● Task: Please find each line in the records below that contains the string "ceiling", with case counting, and copy those lines out in full.
>> Begin Records
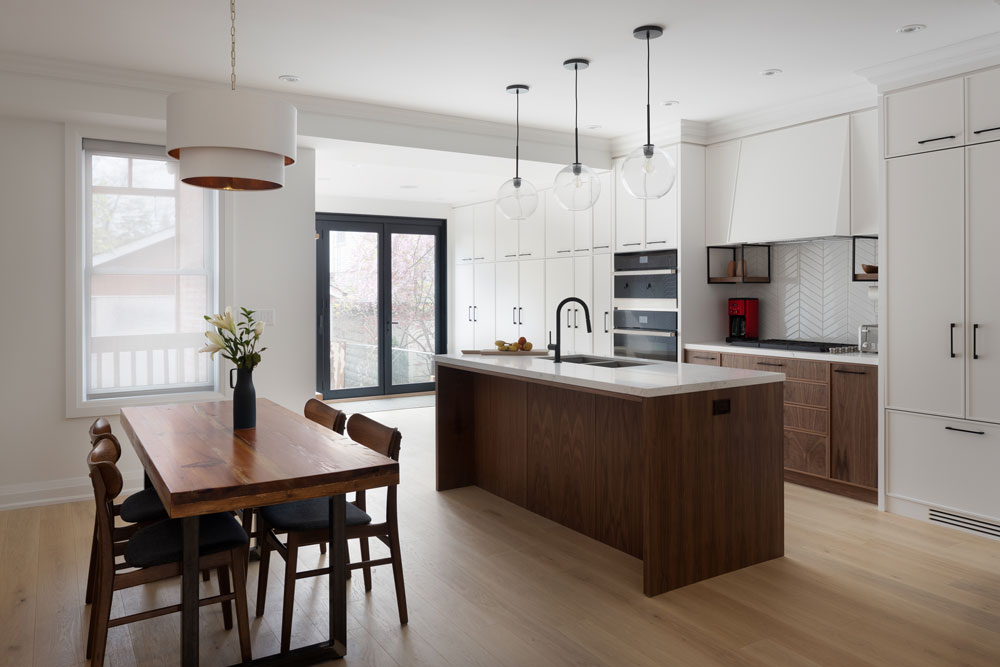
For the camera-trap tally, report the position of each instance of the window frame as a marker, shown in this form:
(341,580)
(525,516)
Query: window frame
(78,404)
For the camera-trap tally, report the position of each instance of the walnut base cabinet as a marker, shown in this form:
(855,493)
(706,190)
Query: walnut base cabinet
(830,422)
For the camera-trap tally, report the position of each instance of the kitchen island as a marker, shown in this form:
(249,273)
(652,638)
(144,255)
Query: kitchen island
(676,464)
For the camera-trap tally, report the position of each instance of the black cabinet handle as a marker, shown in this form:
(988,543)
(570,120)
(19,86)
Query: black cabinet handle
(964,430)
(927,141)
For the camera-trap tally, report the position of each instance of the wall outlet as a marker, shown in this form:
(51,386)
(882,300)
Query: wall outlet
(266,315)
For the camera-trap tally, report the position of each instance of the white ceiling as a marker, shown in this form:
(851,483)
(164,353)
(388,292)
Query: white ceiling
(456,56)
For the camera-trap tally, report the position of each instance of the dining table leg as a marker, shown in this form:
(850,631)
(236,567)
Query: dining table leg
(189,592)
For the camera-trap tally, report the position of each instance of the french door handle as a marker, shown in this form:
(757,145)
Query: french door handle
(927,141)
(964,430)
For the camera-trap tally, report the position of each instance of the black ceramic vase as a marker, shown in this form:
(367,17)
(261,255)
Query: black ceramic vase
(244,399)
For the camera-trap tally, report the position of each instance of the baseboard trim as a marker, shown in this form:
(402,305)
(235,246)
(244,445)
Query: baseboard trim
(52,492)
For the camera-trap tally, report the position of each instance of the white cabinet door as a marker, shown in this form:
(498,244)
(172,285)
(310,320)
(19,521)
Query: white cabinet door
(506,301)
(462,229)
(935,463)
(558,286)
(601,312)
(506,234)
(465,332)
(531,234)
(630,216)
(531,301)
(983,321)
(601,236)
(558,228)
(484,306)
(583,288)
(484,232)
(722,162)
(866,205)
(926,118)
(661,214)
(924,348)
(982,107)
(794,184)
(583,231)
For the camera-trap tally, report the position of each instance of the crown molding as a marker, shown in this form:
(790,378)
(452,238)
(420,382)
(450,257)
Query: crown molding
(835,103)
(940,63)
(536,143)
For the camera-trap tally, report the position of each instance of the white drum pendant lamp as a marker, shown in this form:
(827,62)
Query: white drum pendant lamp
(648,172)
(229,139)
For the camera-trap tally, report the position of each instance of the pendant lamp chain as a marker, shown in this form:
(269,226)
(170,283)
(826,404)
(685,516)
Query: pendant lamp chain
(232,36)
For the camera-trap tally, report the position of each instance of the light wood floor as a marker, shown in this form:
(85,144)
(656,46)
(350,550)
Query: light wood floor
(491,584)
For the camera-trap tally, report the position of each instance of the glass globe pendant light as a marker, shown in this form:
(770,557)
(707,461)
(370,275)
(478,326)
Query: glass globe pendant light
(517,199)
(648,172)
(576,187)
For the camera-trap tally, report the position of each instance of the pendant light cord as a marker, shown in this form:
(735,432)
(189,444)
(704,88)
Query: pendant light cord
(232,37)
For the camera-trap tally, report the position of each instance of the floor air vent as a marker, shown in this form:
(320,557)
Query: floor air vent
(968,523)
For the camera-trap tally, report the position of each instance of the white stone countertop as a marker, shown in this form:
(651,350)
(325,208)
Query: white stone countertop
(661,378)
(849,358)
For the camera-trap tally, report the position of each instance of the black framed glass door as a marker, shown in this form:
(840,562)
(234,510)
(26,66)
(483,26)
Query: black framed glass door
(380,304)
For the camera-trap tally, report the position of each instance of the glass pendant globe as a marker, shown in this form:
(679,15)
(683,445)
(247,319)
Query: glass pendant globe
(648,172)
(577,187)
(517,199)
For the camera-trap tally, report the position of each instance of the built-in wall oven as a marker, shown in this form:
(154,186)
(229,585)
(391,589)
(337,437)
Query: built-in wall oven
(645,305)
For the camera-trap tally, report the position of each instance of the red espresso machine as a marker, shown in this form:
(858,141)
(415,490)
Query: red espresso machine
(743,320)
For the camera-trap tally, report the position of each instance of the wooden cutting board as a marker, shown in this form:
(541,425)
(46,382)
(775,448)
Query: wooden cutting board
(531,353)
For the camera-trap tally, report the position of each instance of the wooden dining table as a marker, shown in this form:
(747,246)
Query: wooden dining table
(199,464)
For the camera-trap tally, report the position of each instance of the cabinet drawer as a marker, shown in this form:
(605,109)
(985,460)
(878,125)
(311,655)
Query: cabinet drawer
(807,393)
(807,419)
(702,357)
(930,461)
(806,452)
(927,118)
>> End Records
>> Begin Records
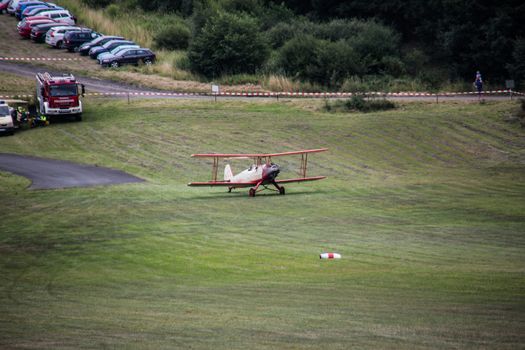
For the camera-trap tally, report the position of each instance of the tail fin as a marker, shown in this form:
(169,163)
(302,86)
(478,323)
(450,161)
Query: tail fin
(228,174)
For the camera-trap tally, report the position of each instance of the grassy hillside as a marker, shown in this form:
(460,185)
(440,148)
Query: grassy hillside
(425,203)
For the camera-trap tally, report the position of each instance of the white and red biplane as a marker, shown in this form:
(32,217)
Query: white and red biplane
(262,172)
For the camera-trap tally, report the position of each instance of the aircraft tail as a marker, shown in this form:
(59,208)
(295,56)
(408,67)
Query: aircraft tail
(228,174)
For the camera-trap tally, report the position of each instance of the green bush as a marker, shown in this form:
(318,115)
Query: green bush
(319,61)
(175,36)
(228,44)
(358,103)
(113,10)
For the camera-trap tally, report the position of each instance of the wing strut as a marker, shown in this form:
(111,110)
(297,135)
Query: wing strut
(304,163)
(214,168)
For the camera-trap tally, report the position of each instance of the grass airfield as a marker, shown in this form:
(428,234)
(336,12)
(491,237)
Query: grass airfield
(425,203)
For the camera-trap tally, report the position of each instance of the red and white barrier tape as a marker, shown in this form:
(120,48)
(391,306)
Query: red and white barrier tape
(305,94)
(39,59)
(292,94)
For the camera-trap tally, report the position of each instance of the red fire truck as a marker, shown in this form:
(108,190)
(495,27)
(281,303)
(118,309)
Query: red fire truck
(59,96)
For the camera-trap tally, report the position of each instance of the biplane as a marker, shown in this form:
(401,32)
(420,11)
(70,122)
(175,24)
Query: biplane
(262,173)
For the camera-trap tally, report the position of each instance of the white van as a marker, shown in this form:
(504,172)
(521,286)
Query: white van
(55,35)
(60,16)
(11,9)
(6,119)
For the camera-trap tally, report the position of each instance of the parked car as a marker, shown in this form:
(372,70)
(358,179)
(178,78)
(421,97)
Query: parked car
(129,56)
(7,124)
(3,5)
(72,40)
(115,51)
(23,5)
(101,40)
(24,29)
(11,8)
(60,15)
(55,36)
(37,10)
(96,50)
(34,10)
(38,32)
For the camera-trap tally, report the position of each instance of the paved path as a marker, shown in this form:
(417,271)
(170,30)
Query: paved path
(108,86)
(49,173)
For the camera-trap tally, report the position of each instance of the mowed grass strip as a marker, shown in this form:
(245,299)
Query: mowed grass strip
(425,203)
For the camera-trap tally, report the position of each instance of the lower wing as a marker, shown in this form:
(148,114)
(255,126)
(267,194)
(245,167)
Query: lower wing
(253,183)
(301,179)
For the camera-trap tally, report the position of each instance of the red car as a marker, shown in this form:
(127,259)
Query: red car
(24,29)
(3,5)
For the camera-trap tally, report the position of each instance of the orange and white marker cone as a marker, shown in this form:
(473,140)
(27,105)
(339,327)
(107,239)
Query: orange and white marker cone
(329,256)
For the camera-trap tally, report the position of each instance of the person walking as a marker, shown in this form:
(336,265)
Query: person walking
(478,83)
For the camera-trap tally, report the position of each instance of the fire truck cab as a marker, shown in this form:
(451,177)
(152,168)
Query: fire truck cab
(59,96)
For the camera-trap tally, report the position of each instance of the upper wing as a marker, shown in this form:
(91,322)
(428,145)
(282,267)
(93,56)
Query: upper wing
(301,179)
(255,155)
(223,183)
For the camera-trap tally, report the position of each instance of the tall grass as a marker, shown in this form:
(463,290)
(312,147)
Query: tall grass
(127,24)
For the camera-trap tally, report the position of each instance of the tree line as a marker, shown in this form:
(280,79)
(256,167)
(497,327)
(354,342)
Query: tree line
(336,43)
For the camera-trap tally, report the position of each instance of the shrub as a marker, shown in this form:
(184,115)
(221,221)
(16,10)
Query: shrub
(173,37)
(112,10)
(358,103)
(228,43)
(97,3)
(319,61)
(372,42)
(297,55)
>> End Records
● Solution for this exercise:
For the camera-trap tally, report the position of each instance of the white ceiling as a marker, shown in this form:
Query: white ceiling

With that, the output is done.